Written task
Could you repeat exactly the lines below, from the line containing "of the outstretched" through the last one, both included, while leaving out any pictures?
START Supplied material
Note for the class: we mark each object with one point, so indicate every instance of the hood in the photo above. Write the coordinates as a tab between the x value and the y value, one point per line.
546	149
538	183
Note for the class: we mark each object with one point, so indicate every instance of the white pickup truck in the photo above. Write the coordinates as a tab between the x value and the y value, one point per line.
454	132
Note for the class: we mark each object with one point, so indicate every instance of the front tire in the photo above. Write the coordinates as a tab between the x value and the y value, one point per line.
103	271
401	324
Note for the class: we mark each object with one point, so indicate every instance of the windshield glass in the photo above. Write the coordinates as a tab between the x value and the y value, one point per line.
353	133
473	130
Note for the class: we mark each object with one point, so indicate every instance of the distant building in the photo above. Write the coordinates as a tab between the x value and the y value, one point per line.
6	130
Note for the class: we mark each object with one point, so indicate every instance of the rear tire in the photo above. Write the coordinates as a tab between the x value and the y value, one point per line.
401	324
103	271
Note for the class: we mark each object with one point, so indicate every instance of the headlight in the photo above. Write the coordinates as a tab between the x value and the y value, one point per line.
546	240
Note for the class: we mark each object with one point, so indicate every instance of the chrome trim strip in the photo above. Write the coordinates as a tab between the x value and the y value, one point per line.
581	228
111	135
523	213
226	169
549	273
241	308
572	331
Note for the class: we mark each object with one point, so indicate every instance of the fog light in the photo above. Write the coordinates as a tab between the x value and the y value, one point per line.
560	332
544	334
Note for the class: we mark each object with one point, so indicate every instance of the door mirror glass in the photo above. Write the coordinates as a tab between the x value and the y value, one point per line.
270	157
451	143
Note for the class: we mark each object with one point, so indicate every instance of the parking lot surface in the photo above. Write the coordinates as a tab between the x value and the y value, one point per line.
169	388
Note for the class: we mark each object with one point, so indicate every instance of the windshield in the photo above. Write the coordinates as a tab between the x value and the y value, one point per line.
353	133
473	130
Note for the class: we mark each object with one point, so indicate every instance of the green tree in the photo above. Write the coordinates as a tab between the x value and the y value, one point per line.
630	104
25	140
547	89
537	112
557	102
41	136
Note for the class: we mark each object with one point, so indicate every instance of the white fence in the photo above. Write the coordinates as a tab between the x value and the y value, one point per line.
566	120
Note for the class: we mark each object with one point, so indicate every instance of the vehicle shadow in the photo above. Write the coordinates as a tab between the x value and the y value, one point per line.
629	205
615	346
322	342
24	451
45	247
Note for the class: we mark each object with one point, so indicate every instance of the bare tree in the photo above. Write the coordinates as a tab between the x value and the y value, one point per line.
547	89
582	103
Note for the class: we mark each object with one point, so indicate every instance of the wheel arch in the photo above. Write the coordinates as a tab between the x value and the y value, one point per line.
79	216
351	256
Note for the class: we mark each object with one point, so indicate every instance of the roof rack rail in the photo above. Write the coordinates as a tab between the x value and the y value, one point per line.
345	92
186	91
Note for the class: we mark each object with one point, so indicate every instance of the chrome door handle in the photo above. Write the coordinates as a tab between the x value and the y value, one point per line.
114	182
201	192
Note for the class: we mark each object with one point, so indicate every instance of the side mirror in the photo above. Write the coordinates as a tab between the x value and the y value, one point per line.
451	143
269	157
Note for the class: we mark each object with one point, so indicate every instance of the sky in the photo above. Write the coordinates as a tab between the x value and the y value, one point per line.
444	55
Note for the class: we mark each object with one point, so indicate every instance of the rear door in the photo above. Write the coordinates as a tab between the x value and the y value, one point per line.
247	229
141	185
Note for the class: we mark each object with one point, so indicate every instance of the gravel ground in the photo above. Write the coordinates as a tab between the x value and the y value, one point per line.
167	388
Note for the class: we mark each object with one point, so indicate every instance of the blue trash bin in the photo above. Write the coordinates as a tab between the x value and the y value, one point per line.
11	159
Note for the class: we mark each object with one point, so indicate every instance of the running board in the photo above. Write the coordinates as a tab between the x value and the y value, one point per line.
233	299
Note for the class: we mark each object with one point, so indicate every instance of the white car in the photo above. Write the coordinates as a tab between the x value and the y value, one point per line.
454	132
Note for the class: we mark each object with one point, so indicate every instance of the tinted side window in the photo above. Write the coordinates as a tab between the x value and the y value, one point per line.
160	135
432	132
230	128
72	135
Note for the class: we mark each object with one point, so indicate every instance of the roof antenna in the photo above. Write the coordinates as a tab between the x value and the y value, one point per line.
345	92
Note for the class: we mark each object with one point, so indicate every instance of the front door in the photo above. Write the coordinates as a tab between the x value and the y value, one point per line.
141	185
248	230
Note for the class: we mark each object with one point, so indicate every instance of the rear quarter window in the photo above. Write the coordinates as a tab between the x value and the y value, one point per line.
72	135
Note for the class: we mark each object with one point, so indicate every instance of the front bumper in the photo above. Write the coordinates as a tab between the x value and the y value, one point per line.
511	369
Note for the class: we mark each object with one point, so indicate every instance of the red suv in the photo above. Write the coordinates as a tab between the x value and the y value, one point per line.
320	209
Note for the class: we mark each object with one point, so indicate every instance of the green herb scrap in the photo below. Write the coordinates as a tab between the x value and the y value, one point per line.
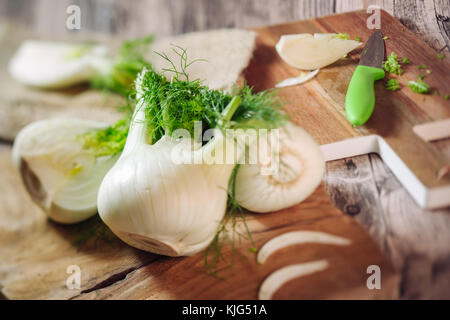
419	86
235	215
178	103
129	62
391	65
392	85
343	36
109	141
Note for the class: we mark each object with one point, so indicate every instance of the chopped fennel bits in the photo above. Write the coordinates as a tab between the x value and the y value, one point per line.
76	169
392	85
391	65
419	86
343	36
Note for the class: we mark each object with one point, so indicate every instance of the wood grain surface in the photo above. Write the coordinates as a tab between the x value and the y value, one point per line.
36	253
362	187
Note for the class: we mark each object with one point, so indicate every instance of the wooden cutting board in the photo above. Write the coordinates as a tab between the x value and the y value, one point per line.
35	253
318	105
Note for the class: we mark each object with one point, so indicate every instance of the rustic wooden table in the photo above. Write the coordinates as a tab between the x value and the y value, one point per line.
417	241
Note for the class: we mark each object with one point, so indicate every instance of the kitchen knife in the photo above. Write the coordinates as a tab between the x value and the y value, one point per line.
360	98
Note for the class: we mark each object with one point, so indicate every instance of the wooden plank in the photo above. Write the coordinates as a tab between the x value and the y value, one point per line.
132	292
319	106
36	253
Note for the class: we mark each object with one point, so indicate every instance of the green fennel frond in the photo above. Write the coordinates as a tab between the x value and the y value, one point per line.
126	65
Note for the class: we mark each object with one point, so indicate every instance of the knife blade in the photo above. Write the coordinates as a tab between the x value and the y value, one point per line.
360	97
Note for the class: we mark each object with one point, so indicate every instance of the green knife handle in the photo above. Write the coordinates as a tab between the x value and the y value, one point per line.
360	99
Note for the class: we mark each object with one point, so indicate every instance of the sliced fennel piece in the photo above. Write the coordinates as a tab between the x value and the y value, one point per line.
59	174
156	201
300	170
309	52
303	77
55	65
298	237
280	277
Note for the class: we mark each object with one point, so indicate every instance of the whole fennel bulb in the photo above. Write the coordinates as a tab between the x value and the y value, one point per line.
155	203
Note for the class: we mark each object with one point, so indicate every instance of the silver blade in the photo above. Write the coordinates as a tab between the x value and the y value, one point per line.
373	52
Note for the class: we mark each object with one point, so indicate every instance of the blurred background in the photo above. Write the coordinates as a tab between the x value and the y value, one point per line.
429	19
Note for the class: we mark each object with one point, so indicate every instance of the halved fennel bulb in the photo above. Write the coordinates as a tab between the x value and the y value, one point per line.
309	52
56	65
61	176
299	171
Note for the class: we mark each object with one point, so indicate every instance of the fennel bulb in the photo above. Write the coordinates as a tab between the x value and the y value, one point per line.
60	175
160	204
55	65
300	170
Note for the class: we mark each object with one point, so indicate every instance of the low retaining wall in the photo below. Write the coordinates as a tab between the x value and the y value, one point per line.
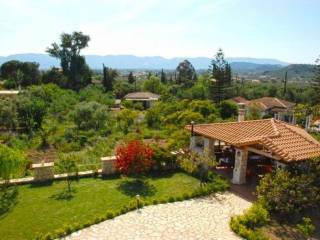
45	172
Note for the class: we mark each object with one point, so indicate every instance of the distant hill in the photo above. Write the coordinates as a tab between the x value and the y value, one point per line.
134	62
296	72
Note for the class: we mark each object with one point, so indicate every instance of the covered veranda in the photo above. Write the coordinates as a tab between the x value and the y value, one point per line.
252	148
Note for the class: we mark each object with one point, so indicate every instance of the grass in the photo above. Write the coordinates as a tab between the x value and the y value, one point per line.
38	210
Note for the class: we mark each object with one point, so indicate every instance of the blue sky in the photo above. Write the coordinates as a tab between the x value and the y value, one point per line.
284	29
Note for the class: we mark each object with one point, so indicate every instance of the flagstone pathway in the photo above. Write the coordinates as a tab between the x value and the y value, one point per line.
203	218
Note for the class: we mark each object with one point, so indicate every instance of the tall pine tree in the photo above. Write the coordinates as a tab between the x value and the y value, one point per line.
221	82
109	76
316	81
163	77
131	79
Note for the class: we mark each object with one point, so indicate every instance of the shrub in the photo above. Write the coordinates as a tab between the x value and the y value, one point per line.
110	215
247	225
306	227
134	158
285	193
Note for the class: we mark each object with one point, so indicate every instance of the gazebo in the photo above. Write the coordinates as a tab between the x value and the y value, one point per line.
146	98
279	141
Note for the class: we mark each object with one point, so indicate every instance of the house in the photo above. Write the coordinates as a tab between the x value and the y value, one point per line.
146	98
248	145
8	93
270	106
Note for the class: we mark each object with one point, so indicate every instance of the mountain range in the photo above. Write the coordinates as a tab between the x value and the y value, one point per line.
156	62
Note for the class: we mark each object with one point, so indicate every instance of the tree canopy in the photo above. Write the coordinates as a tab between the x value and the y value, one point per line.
73	65
221	81
186	74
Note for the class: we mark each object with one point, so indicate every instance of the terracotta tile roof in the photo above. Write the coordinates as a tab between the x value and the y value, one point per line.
267	103
288	142
240	99
141	96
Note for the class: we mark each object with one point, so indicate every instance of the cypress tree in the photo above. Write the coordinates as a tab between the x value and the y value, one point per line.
316	81
163	77
131	79
221	74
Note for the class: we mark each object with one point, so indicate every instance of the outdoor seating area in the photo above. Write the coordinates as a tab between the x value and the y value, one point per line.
249	149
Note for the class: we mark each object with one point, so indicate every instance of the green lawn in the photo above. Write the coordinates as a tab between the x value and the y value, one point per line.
38	209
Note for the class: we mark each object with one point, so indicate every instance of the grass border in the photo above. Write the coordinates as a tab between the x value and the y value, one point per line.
205	190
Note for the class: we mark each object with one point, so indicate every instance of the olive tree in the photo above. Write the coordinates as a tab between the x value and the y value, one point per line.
12	164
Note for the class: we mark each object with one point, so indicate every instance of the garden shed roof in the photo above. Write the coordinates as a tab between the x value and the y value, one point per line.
142	96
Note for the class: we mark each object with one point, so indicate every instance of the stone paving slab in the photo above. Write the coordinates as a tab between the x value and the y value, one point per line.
198	219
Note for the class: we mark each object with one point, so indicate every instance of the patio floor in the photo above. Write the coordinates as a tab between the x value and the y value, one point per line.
202	218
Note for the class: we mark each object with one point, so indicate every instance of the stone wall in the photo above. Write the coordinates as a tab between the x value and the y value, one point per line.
108	165
43	171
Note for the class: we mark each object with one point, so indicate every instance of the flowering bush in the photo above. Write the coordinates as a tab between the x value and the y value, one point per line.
134	158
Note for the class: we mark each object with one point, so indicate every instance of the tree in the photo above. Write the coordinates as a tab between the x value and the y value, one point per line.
31	110
68	164
73	65
90	115
228	109
153	84
186	74
163	77
134	158
316	81
131	78
55	76
21	73
221	82
12	164
109	75
285	193
8	114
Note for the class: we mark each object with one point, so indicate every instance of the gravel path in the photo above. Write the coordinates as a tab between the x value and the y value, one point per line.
203	218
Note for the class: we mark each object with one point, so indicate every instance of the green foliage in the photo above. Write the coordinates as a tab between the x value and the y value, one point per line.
12	163
316	82
164	159
285	193
131	78
8	114
186	74
31	109
121	88
253	113
55	76
228	109
248	224
93	93
125	119
90	115
73	65
306	227
68	164
109	76
221	82
21	73
154	85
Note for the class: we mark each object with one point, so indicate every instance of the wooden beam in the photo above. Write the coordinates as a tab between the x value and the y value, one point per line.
263	153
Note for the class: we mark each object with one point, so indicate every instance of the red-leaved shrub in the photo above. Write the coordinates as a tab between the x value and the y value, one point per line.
134	158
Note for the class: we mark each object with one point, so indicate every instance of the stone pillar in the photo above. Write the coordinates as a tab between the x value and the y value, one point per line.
240	166
43	171
108	165
241	112
208	146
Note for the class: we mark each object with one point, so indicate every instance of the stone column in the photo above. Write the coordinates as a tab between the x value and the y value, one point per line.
43	171
208	146
108	165
240	166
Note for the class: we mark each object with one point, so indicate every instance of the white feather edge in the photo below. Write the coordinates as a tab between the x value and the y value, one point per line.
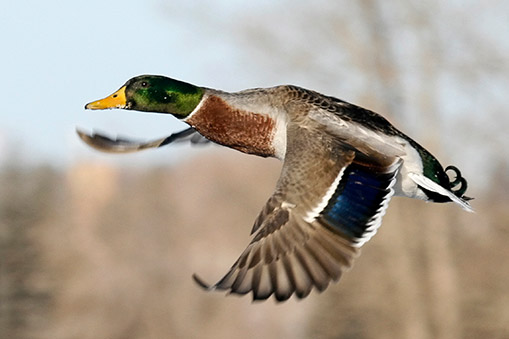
430	185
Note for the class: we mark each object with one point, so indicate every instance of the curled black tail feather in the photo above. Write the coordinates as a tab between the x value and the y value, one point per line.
459	180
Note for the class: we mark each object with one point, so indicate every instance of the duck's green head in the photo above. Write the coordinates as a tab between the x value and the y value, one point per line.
153	93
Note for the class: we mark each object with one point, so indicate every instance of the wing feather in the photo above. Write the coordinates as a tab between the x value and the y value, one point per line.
307	235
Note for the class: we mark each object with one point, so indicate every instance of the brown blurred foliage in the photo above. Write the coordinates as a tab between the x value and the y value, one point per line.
98	252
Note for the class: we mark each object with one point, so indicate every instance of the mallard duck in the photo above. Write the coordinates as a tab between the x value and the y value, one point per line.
341	166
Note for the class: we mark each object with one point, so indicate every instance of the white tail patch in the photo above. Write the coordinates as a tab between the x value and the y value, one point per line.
430	185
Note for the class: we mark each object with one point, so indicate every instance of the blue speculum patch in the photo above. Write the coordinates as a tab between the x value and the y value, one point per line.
356	200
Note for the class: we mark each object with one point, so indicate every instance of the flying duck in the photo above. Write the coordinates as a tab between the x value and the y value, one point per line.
341	166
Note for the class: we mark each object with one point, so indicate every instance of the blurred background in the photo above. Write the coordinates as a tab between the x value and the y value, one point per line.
102	246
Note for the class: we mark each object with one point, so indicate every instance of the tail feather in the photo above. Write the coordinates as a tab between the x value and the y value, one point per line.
455	196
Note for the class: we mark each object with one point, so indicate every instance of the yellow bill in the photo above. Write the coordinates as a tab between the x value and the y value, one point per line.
116	100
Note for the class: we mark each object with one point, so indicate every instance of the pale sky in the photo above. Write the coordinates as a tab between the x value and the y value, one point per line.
59	55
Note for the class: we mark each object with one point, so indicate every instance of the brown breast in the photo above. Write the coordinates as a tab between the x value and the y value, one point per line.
248	132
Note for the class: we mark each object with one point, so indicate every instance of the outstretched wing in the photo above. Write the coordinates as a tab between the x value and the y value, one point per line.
325	206
123	145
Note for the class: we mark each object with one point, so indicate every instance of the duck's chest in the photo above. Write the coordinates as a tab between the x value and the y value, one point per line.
238	128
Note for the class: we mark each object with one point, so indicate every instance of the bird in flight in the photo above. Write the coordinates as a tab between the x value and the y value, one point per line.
341	166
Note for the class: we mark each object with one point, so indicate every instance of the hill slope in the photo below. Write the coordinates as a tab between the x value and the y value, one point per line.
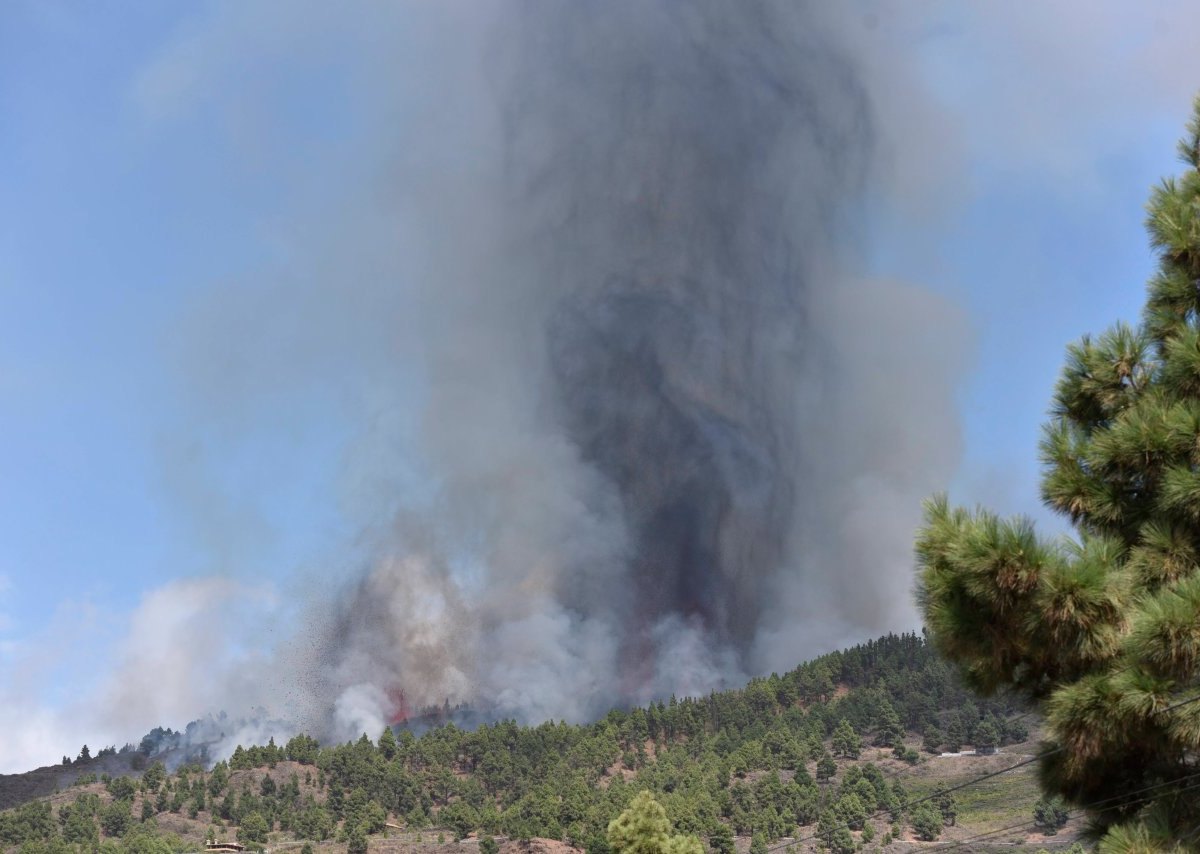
837	750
END Supplied material
Exercise output
Note for the class: we mark each object with one point, so indicate every instance of the outstretched wing in the photo above. Write the coordinates as a tab between the x value and the y value, one point per line.
325	206
123	145
Note for the class: we mark each object with one point, so indicate every instance of the duck's chest in the photo above. Write the coordinates as a tab between the x value and the y value, one point per line.
238	128
Note for the class: we mark each object with one point, so indicate every instance of the bird in flight in the photo above. Write the coordinates as a tab between the x value and the y value, one point per line.
341	166
Note for the class: we mark each object with one point, so indicate every instance of the hill slope in the photo below. Write the coordinates as a tab between the x value and the y value, one point per line.
837	750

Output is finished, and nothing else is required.